Provided text:
By Craig Rucker
Senate Budget Committee chairman Sheldon Whitehouse (D-R.I.) cites “the climate crisis” at almost every opportunity. President Biden calls it a greater threat than nuclear war. They and their allies champion “carbon-free” electricity generation by 2035 and nearly fossil fuel–free energy by 2050.
Achieving “net zero” carbon dioxide emissions will be painless, they assure us. Costs will be so low that you’ll need a magnifying glass to see them. Governments merely have to enact mandates and provide subsidies, and the transformation to “clean” energy will just happen. Almost like in a fairy tale.
Here in the real world, however, we would need literally millions of weather-dependent wind turbines, billions of equally unreliable solar panels, millions of half-ton battery modules for vehicles, billions more modules to back up intermittent electricity generation, millions of transformers, and tens of thousands of miles of new transmission lines.

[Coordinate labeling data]
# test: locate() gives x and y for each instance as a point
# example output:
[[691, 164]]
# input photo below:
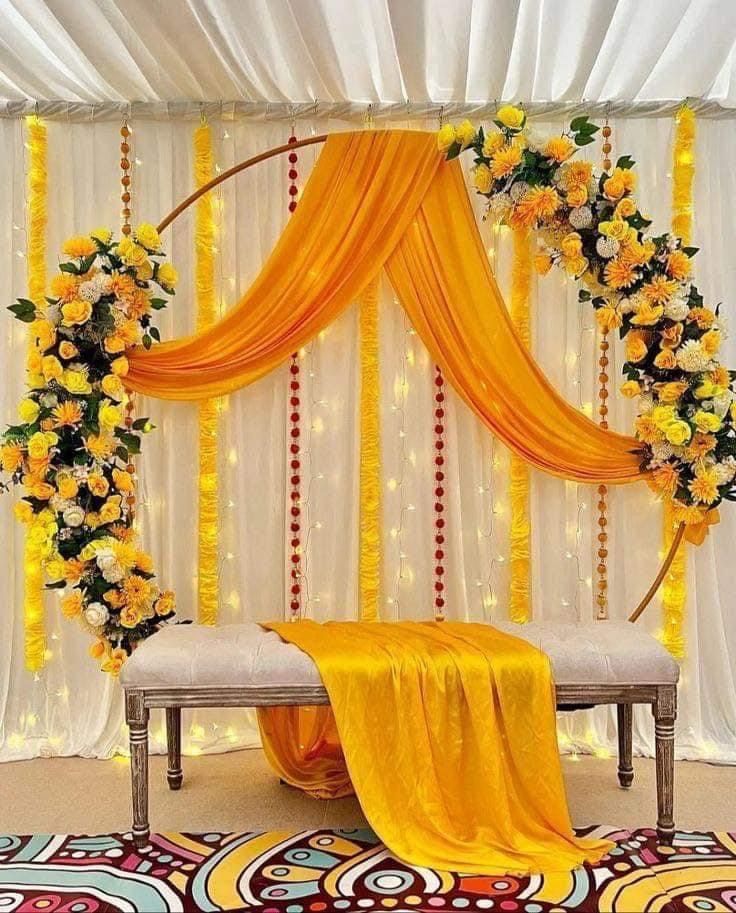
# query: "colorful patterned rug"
[[348, 872]]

Short exercise: Please reproduce word for word the stretch of the net-zero energy passage from "By Craig Rucker" through "a fairy tale.".

Task solution:
By Craig Rucker
Senate Budget Committee chairman Sheldon Whitehouse (D-R.I.) cites “the climate crisis” at almost every opportunity. President Biden calls it a greater threat than nuclear war. They and their allies champion “carbon-free” electricity generation by 2035 and nearly fossil fuel–free energy by 2050.
Achieving “net zero” carbon dioxide emissions will be painless, they assure us. Costs will be so low that you’ll need a magnifying glass to see them. Governments merely have to enact mandates and provide subsidies, and the transformation to “clean” energy will just happen. Almost like in a fairy tale.